= Inborn errors of metabolism =

Class of genetic diseases

Inborn errors of metabolism form a large class of genetic diseases involving congenital disorders of enzyme activities. The majority are due to defects of single genes that code for enzymes that facilitate conversion of various substances (substrates) into others (products). In most of the disorders, problems arise due to accumulation of substances which are toxic or interfere with normal function, or due to the effects of reduced ability to synthesize essential compounds. Inborn errors of metabolism are often referred to as congenital metabolic diseases or inherited metabolic disorders. Another term used to describe these disorders is "enzymopathies". This term was created following the study of biodynamic enzymology, a science based on the study of the enzymes and their products. Finally, inborn errors of metabolism were studied for the first time by British physician Archibald Garrod (1857–1936), in 1908. He is known for work that prefigured the "one gene–one enzyme" hypothesis, based on his studies on the nature and inheritance of alkaptonuria. His seminal text, Inborn Errors of Metabolism, was published in 1923.

== Classification of metabolic diseases ==

Traditionally the inherited metabolic diseases were classified as disorders of carbohydrate metabolism, amino acid metabolism, organic acid metabolism, or lysosomal storage diseases. In recent decades, hundreds of new inherited disorders of metabolism have been discovered and the categories have proliferated. Following are some of the major classes of congenital metabolic diseases, with prominent examples of each class.
- Disorders of carbohydrate metabolism
  - glycogen storage disease
  - G6PD deficiency
- Disorders of amino acid metabolism
  - phenylketonuria
  - tyrosinemia
  - maple syrup urine disease
  - glutaric acidemia type 1
- Urea Cycle Disorder or Urea Cycle Defects
  - Carbamoyl phosphate synthetase I deficiency
  - Citrullinemia type II (citrin deficiency)
- Disorders of organic acid metabolism (organic acidurias)
  - alkaptonuria
  - Combined malonic and methylmalonic aciduria (CMAMMA)
  - 2-hydroxyglutaric acidurias
- Disorders of fatty acid oxidation and mitochondrial metabolism
  - Medium-chain acyl-coenzyme A dehydrogenase deficiency (MCADD)
- Disorders of porphyrin metabolism
  - acute intermittent porphyria
- Disorders of purine or pyrimidine metabolism
  - Lesch–Nyhan syndrome
  - AMPD1 Deficiency (MADD)

* * * *

▶ _BRIEF 1_:
Answer these questions from the text on inborn errors of metabolism:
(a) Who first studied inborn errors of metabolism, and in what year?
(b) In what year was the text Inborn Errors of Metabolism published?
(c) Which disorder is given as an example of disorders of porphyrin metabolism?
▶ _BRIEF 2_: Write the next part of the text on inborn errors of metabolism, picking up after its last line.
The stored data after this point is separate material and is not part of the text on inborn errors of metabolism.

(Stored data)

* * * *

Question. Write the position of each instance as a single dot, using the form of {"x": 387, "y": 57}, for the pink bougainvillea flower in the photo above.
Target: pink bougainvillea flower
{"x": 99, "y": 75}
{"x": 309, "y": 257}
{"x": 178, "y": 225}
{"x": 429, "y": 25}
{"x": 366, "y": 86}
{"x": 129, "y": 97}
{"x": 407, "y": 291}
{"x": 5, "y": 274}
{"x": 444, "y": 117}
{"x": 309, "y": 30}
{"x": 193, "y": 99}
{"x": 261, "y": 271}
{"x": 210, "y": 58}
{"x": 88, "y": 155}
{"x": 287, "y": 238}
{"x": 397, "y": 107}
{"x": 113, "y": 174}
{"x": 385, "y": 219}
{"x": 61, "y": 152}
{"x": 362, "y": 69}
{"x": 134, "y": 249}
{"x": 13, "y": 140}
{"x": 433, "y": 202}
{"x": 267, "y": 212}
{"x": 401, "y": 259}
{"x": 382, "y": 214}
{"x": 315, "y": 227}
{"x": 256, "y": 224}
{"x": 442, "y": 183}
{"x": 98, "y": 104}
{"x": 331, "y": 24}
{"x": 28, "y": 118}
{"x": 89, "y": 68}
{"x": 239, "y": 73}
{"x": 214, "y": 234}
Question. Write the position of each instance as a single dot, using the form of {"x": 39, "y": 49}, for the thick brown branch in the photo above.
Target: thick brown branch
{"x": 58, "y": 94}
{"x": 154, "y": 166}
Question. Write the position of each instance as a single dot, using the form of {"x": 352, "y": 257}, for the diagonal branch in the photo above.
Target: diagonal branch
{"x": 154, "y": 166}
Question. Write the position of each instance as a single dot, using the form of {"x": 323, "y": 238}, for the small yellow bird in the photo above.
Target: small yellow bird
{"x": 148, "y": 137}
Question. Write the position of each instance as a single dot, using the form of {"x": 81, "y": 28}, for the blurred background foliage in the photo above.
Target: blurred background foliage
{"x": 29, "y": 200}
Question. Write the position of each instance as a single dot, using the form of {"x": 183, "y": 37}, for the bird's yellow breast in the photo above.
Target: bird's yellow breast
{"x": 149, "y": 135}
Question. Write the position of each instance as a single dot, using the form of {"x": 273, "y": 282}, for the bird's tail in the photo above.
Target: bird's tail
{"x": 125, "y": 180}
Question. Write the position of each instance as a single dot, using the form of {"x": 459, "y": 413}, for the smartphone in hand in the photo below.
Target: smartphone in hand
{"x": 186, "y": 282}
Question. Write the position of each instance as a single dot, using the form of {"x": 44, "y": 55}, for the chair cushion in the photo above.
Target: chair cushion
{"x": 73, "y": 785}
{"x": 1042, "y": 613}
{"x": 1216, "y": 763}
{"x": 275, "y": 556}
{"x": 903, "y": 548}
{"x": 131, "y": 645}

* * * *

▶ _RESPONSE BOX 1_:
(a) British physician Archibald Garrod, in 1908.
(b) 1923.
(c) Acute intermittent porphyria.

▶ _RESPONSE BOX 2_:
- Disorders of steroid metabolism
  - lipoid congenital adrenal hyperplasia
  - congenital adrenal hyperplasia
- Disorders of mitochondrial function
  - Kearns–Sayre syndrome
- Disorders of peroxisomal function
  - Zellweger syndrome
- Lysosomal storage disorders
  - Gaucher's disease
  - Niemann–Pick disease

==Signs and symptoms==
Because of the enormous number of these diseases and the numerous systems negatively impacted, nearly every "presenting complaint" to a healthcare provider may have a congenital metabolic disease as a possible cause, especially in childhood and adolescence. The following are examples of potential manifestations affecting each of the major organ systems.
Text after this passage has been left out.